> _EXERCISE INSTRUCTIONS_
Please rescale the rows below, from the one containing "Localize the tree trunk." through the one containing "0 691 564 845", both included: write out every line again, requests as well, with each bounding-box coordinate in the answers multiplied by 1.45 and rounded to a whole number, halves rounding up. Leave the numbers in the requests and their sample outputs unchanged.

> _DATASET EXCERPTS_
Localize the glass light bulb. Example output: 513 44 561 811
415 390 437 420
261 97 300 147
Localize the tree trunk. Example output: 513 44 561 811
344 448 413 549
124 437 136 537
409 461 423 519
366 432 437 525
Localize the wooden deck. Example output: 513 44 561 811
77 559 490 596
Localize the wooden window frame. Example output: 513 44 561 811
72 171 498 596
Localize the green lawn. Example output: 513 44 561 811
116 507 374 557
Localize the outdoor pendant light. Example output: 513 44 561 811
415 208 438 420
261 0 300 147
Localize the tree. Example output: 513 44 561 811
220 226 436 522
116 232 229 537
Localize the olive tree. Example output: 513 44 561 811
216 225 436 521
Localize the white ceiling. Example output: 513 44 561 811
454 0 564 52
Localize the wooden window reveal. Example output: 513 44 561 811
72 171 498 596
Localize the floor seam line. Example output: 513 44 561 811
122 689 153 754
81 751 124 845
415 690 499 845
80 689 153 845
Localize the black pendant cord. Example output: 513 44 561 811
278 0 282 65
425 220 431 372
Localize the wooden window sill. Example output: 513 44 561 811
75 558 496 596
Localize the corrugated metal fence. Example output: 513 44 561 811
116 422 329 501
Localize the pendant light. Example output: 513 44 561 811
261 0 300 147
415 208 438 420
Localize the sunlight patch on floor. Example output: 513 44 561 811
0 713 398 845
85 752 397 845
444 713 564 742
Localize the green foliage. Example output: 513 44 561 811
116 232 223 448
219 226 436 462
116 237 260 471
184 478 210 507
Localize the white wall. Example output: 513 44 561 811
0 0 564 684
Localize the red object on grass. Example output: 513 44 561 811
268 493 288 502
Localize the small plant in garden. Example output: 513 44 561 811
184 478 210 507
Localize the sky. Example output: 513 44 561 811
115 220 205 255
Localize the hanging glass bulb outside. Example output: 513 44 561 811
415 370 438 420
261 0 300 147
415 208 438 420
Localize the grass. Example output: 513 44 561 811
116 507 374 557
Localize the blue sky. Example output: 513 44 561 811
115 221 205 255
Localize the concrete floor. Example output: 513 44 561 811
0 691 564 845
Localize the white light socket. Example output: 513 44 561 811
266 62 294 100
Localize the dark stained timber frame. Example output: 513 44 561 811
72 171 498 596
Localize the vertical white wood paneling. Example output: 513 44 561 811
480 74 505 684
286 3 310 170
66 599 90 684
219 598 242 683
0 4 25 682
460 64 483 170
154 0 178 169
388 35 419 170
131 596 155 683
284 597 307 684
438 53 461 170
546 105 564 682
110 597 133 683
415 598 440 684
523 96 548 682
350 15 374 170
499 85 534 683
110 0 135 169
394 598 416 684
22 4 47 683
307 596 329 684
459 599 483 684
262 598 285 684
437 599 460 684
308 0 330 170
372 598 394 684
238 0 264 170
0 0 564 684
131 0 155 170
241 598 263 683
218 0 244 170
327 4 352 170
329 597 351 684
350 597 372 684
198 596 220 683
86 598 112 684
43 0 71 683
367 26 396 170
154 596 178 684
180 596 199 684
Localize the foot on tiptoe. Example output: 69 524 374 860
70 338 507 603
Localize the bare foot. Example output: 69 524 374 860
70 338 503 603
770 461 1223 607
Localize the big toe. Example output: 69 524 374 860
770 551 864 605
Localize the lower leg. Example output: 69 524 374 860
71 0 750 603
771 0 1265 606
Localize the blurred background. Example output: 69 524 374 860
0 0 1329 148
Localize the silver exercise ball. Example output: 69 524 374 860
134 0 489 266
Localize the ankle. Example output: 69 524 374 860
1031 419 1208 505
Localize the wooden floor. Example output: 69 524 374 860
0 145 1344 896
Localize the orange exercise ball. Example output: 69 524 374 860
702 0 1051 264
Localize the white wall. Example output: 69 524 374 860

> _REPLY TO THE EXERCISE_
Localize the tree trunk. Example output: 513 44 561 811
499 650 599 796
180 634 197 779
593 668 613 753
531 626 634 761
Localize the wooden deck. Example output: 513 44 561 811
112 811 711 864
Localize the wooden window frame. Example output: 513 44 561 811
104 248 722 864
Localize the green lawn. Example output: 513 44 561 811
168 735 542 808
Localize the outdoor pendant light. Example output: 513 44 561 811
602 302 635 609
378 0 435 213
Localize the tree. Example output: 513 44 561 811
319 328 632 757
168 336 332 779
Localize the olive tree. Example output: 513 44 561 811
313 326 632 755
Localize the white ceiling. Example output: 513 44 561 811
658 0 818 75
Localize the wooden window reveal. Example output: 513 44 561 811
104 248 722 864
Localize the floor seam line. Example output: 513 44 561 811
177 999 222 1093
117 1089 180 1225
602 1001 724 1225
116 999 222 1225
Localize the black pendant cord. Example output: 513 44 561 811
403 0 409 94
616 319 625 539
Localize the wooden window sill. Example output: 513 44 561 811
109 809 719 864
Localize the corrugated metal fence. Example output: 513 44 561 811
168 612 477 726
Localize the pendant light. Example output: 513 44 561 811
378 0 435 213
602 302 635 609
Localize the sunlight patch on floor. Example output: 513 44 561 811
0 1034 577 1225
123 1090 576 1225
644 1034 818 1076
Localize the green foliage. Example output: 513 44 561 811
168 336 323 650
318 328 632 670
168 344 377 683
267 693 305 735
Localize the white wall. Example output: 513 44 561 811
0 0 818 992
Localize the red object on grass. Example output: 513 44 561 811
389 715 418 728
Localize the small plant in garden. Example output: 513 44 561 811
267 693 305 735
Localize the sky. Example output: 513 44 561 811
167 319 297 370
Localize the hanging glass bulb outside. Example output: 513 44 561 811
602 537 635 609
378 0 435 213
602 302 635 609
Localize the grass. Example output: 513 44 561 811
168 735 542 808
Localize the blue sky. Example output: 513 44 561 811
167 320 297 370
Localize the concrete floor. Example output: 513 44 561 811
0 1002 818 1225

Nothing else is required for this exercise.